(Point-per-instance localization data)
■ ■ ■ ■
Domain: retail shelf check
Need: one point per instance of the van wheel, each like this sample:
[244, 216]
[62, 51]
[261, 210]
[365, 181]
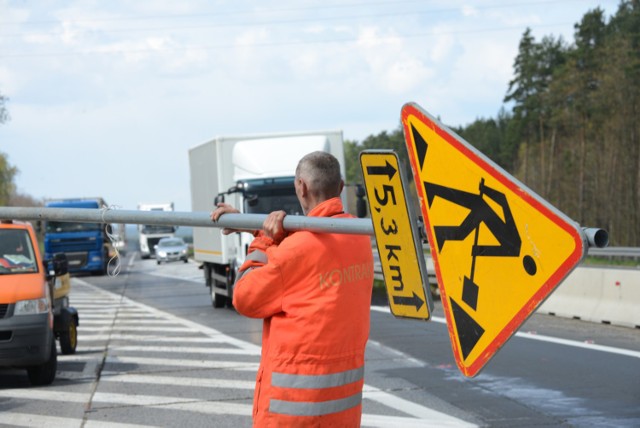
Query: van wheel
■ ■ ■ ■
• [AIM OF THE EXERCISE] Your answer must be an exact copy of the entries above, with no pictures in it.

• [ANSWER AREA]
Domain: retail shelf check
Need: one point per instance of the van wheel, each like this sample:
[244, 216]
[62, 51]
[261, 210]
[365, 181]
Query: van wheel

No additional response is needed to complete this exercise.